start DOCUMENT TEXT

Figure 1: illustration of the BEC variant “domain” concept in climate year classification. In this simplified example of a nearest-neighbour classification in two dimensions, domain boundaries are lines of equal distance between BEC variant climatic centroids.

The climatic domain concept in is illustrated in Figure 1. For simplicity, this illustration shows a nearest-neighbour climate year classification in a two-dimensional climate space.  There are several attributes of this illustration that apply to climate year classification in general:

  • The BEC variant’s climatic centroid is rarely at the centroid of the BEC variant’s domain. in this illustration, the centroid of the CWHdm is very close to the domain boundary, due to the proximity of the CWHxm2 centroid. This proximity may reflect true ecological thresholds, errors in the BEC itself, or insufficient dimensionality of the climate space.
  • Domains are unbounded for BEC variants on coastal (e.g. CWHvh1), elevational (e.g. MHwh1), or political (e.g. CDFmm) boundaries. This creates the potential for misclassification of novel climatic conditions and highlights the need for additional decision boundaries to bound the domains of BEC variants on all sides.
  • The climate space is not fully occupied. For example, there is a gap between the CWHwm and the MHmm1s. this gap may indicate climatic conditions that are truly absent from the landscape, or BEC units that are defined too broadly.

Candidate methods for climate year classification

Correct classification rate depends on many factors: (1) climate year variability relative to the distance to adjacent centroids, (2) whether the domain is bounded on all sides, and (3) whether the climate space includes the necessary dimensions of differentiation. In addition, classification method is an important consideration in ensuring that BEC variant domains are appropriately defined. The following classification methods are evaluated in this analysis:

  1. nearest-neighbour classification on standardized raw variables (“raw”)
  2. nearest-neighbour classification on principal components (“pca”)
  3. linear discriminant analysis (“lda”)

end DOCUMENT TEXT

GOAL OF THE EXERCISE
Answer these questions from the text on climate year classification:
1. In the two-dimensional example, what forms the domain boundaries?
2. According to the text, why is the centroid of the CWHdm very close to its domain boundary?
3. Which classification method is labeled "lda"?

start RAW DATA

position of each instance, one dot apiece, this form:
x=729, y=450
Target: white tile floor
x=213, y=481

end RAW DATA

SOLUTION
1. Lines of equal distance between BEC variant climatic centroids.
2. The CWHxm2 centroid is close to it.
3. Linear discriminant analysis.